START EXCERPTED RECORDS
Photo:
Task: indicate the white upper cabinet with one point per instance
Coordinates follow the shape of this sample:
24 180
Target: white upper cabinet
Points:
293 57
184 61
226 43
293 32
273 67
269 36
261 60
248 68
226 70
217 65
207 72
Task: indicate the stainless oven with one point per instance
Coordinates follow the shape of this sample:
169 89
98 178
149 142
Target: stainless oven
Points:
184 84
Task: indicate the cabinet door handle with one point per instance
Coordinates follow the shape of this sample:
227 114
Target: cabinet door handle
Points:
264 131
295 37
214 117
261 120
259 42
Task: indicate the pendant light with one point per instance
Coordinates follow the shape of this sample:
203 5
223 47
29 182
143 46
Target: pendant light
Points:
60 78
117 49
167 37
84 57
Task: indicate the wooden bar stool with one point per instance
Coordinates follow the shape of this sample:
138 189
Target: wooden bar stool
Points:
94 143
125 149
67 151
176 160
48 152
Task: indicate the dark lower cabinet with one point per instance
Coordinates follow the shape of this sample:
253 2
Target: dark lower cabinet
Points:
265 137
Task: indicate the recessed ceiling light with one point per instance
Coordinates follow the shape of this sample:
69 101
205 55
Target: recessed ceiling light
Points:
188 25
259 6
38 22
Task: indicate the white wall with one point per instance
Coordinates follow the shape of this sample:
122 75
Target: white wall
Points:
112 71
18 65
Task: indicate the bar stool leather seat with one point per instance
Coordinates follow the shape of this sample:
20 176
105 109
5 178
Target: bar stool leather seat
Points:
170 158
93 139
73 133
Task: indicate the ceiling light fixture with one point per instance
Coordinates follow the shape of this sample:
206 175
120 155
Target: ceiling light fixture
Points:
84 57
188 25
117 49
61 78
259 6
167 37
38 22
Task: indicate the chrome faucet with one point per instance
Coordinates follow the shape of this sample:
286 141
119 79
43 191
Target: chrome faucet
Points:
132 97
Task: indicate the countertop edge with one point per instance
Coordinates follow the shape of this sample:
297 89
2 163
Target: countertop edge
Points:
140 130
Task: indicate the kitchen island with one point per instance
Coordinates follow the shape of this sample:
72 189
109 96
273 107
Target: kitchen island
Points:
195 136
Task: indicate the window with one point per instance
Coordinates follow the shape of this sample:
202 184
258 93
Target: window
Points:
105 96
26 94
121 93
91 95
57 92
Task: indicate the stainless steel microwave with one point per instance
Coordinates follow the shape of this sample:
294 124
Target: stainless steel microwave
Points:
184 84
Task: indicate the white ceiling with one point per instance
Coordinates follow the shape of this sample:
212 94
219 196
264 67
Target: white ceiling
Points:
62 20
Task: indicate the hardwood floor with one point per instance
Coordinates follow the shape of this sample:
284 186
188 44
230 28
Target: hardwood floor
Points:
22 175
END EXCERPTED RECORDS
PROBLEM DETAILS —
The answer is a single number, the count of lines in the records that contain the string "stool".

RESULT OF THE TASK —
4